_WORK ORDER A_
Could you output the passage of the council meeting report between "Chief Administrative Officer" and "thousand patient visits.", inclusive?
_WORK ORDER B_
Answer these questions about the council meeting report:
(i) On what date was the first council meeting of 2021 held?
(ii) What test positivity rate is the Rohnert Park Health Center currently experiencing?
(iii) How many patient visits did the clinic have last year?
_WORK ORDER C_
How would the report on the first council meeting of 2021 go on after its last sentence? Write the next part.

SELECTED EXTRACT: Begin

New Mayor Gerard Giudice gaveled the first council meeting of 2021 into session on Tuesday, January 12. The three- and one-half-hour meeting was packed full of agenda items. Many of them routine in nature, but not all. As usual, a proclamation or recognition led off. This time it was to recognize and thank Grocery Outlet for their community contributions during COVID-19. The store stepped forward to provide groceries to needy residents and donated to local organizations such as Redwood Empire Food Bank and Neighbors Organized Against Hunger.
Chief Administrative Officer Pedro Toledo of the Petaluma Health Center made a presentation regarding Rohnert Park Health Center. The Health Center in Rohnert Park is a COVID-19 Test Site and is currently experiencing a 30 percent test positivity rate. Nationally, 1 in 4 people meet their medical needs through these health centers. In Rohnert Park it’s 1 in 3 according to Toledo. These centers trace their origin to the War on Poverty’s effort from the 1960s. Fourteen thousand people used the clinic last year, adding 150 new patients, and had forty-five thousand patient visits.

SELECTED EXTRACT: End
DATA UNDER STUDY: Begin

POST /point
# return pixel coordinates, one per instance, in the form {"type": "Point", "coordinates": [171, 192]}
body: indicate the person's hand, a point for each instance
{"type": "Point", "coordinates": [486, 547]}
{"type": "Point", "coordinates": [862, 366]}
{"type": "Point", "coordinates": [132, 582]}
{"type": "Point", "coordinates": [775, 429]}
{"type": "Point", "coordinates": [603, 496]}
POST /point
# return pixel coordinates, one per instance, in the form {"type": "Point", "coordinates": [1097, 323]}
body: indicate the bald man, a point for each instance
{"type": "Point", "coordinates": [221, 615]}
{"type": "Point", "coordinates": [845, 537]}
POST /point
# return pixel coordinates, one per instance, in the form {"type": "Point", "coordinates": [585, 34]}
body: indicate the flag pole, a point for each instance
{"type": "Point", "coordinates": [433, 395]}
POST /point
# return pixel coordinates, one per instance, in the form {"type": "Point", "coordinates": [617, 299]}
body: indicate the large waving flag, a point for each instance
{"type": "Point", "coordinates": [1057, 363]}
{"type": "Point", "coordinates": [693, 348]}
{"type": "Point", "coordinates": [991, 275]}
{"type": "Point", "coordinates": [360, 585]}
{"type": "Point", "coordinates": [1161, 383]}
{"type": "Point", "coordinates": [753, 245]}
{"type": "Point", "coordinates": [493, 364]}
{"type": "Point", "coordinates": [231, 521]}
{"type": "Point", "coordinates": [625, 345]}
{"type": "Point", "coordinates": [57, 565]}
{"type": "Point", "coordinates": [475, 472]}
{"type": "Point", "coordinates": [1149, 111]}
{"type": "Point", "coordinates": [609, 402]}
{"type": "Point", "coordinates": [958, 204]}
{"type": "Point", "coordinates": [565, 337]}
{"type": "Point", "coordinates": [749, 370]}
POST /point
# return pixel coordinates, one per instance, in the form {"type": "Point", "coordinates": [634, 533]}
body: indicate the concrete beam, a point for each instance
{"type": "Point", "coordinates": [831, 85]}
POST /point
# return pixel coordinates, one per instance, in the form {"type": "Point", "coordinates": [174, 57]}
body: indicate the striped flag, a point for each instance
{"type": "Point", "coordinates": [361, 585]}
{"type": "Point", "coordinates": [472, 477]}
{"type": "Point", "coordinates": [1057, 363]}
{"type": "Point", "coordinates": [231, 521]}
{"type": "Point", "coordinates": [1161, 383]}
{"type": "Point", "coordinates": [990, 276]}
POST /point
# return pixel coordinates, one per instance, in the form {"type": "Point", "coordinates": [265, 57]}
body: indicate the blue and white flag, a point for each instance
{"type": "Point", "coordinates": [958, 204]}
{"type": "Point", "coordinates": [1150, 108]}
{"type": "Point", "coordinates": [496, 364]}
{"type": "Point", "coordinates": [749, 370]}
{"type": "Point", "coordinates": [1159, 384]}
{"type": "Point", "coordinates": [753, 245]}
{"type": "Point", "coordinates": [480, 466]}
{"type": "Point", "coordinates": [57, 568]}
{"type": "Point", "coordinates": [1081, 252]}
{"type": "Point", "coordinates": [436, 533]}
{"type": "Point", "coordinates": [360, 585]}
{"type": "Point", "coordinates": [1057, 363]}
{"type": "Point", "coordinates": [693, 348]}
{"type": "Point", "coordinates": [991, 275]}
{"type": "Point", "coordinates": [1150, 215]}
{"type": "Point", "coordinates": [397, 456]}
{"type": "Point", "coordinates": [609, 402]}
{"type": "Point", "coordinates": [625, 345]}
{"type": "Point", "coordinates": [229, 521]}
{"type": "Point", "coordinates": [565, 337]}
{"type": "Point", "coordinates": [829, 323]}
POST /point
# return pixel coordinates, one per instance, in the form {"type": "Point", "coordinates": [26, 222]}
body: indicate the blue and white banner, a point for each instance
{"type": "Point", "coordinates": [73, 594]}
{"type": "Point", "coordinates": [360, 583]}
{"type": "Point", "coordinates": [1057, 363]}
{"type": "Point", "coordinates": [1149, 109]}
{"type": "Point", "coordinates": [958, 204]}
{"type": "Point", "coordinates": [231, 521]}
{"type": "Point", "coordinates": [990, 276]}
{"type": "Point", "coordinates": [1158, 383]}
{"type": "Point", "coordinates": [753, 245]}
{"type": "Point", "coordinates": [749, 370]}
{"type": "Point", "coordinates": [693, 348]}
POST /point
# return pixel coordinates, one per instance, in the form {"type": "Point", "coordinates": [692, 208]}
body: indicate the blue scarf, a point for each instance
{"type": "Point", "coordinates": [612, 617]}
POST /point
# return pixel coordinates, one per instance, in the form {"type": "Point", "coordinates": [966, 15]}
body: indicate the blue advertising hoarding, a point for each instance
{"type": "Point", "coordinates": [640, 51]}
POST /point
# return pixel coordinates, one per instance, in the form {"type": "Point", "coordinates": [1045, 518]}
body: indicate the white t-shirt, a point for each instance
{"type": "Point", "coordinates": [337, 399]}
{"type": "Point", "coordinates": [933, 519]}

DATA UNDER STUDY: End

_ANSWER BOX A_
Chief Administrative Officer Pedro Toledo of the Petaluma Health Center made a presentation regarding Rohnert Park Health Center. The Health Center in Rohnert Park is a COVID-19 Test Site and is currently experiencing a 30 percent test positivity rate. Nationally, 1 in 4 people meet their medical needs through these health centers. In Rohnert Park it’s 1 in 3 according to Toledo. These centers trace their origin to the War on Poverty’s effort from the 1960s. Fourteen thousand people used the clinic last year, adding 150 new patients, and had forty-five thousand patient visits.

_ANSWER BOX B_
(i) Tuesday, January 12
(ii) 30 percent
(iii) Forty-five thousand

_ANSWER BOX C_
City Manager Darren Jenkins also presented his staff report on the city’s response to COVID-19. This is a regular agenda item. It was a combination of bad and good news. On the downside, the city has experienced an 83 percent increase in confirmed cases over the last four weeks. He advised the shelter in place restrictions would remain in effect for at least the next four weeks. To relax those restrictions, the county would have to be under 7 cases per 1,000 population. Currently we are experiencing 33 cases per 1,000 population. Vaccines have started in Rohnert Park but only for health care workers.
The good news relates to funding. Jenkins discussed Federal and State efforts on stimulus money, expanded unemployment assistance, another round of paycheck protection loans, funding for rental assistance and grants for small business. He outlined what the city has done to get that word out to residents and businesses. He also presented the results of the recent public survey on how residents are being impacted by COVID-19. Generally, most residents are doing okay so far.
Two items concerned giving staff directions for future planning efforts. One was setting Budget Work Sessions for the next fiscal year. These would be held on April 12 and 22. The other was on the city’s General Plan Update. Direction was given to the City’s Planning Manager that the council wants to emphasize Climate Change by having a blended approach in the plan. That means they want a separate element on climate change yet continue to have that issue addressed in other elements too. Vice Mayor Jackie Elward and Councilmember Willy Linares also requested a Climate Emergency Resolution and a Climate Commission be put on a future agenda item for consideration.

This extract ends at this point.